Transcribe the entries below exactly.

- - -

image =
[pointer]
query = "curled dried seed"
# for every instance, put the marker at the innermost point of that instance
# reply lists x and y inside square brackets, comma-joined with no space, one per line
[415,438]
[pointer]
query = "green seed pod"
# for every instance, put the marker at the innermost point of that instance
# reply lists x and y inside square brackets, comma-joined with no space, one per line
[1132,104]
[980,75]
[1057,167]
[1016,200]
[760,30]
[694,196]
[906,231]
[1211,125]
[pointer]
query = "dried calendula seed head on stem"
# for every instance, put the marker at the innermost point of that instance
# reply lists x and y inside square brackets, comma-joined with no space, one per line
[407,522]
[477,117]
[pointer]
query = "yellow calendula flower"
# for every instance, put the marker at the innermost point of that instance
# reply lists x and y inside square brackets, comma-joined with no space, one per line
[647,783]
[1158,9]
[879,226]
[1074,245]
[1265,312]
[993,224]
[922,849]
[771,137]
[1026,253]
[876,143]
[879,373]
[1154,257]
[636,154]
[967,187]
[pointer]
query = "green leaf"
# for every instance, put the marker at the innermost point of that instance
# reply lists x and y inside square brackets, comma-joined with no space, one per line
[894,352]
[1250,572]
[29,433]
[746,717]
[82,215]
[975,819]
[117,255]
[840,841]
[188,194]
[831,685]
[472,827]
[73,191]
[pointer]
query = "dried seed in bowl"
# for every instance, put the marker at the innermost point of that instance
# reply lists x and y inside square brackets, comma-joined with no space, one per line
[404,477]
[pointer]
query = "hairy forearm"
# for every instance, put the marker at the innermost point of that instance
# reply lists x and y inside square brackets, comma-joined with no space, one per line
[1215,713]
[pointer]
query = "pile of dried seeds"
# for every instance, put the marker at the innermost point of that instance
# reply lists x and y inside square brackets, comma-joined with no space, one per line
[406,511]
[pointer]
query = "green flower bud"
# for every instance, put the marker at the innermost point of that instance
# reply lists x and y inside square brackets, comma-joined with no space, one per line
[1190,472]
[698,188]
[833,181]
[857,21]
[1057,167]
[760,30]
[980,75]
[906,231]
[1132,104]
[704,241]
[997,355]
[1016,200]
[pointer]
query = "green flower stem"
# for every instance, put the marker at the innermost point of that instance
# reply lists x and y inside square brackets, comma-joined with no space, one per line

- - -

▸ WRITTEN ANSWER
image =
[pointer]
query = "curled dried seed"
# for every instance, put the marker at the innermost point of that instance
# reply lists x and y inside square brackets, comma-joined with no space, one per line
[415,438]
[pointer]
query = "green seed pod"
# for every instance, put the marker at the innermost point of that instance
# reply lists x and y inside square brackets, comma-joined with no space, one per line
[1132,104]
[980,75]
[1057,167]
[1016,200]
[760,30]
[694,196]
[906,231]
[1211,125]
[pointer]
query = "dried calendula seed head on stem"
# for every instance, put the marker at the innermost point of that instance
# reply lists x and y inside square brackets, comma-joined with no space, one per line
[407,522]
[477,117]
[pointer]
query = "yellow calendula flower"
# for every instance, put the marker at the innermost point of that instance
# reply lists x and y inside square brackets, comma-joined with no space, one per line
[647,783]
[1158,9]
[879,226]
[1074,245]
[1265,312]
[993,224]
[922,849]
[771,137]
[1026,253]
[876,143]
[879,373]
[1154,257]
[636,154]
[967,187]
[pointer]
query = "green leaf"
# for every instance, put the marker at the innermost point of that instance
# reply lists x and y inside square brackets, comma-joined with no space, one per line
[894,352]
[1250,572]
[29,433]
[746,717]
[82,215]
[975,819]
[117,255]
[840,841]
[188,194]
[831,685]
[472,827]
[73,191]
[pointer]
query = "dried seed in bowl"
# for every instance, put the marker at the innermost point of that instance
# reply lists x and y inside square brackets, comma-joined with no space, one per line
[404,477]
[pointer]
query = "hairy forearm"
# for every instance, put the marker at the innermost point of that instance
# reply lists x and y inside square brackets, comma-joined with no space, one per line
[1215,713]
[pointer]
query = "pile of dried seeds"
# for every instance, put the marker at the innermost point of that instance
# reply lists x and y inside square brackets, comma-joined with no space, one per line
[406,511]
[pointer]
query = "green flower bud"
# for every instance, put the marker at the innermost point of that instance
# reply lists x and y inside square brackets, comma-joined with no space, one per line
[1190,472]
[698,188]
[833,181]
[857,21]
[1057,167]
[760,30]
[980,75]
[906,231]
[1132,104]
[704,241]
[997,355]
[1016,200]
[pointer]
query = "green flower stem"
# for every instance, put the marker at the innermost point of that instance
# reply lists x and y inside square brackets, comma-joined with no space, one per line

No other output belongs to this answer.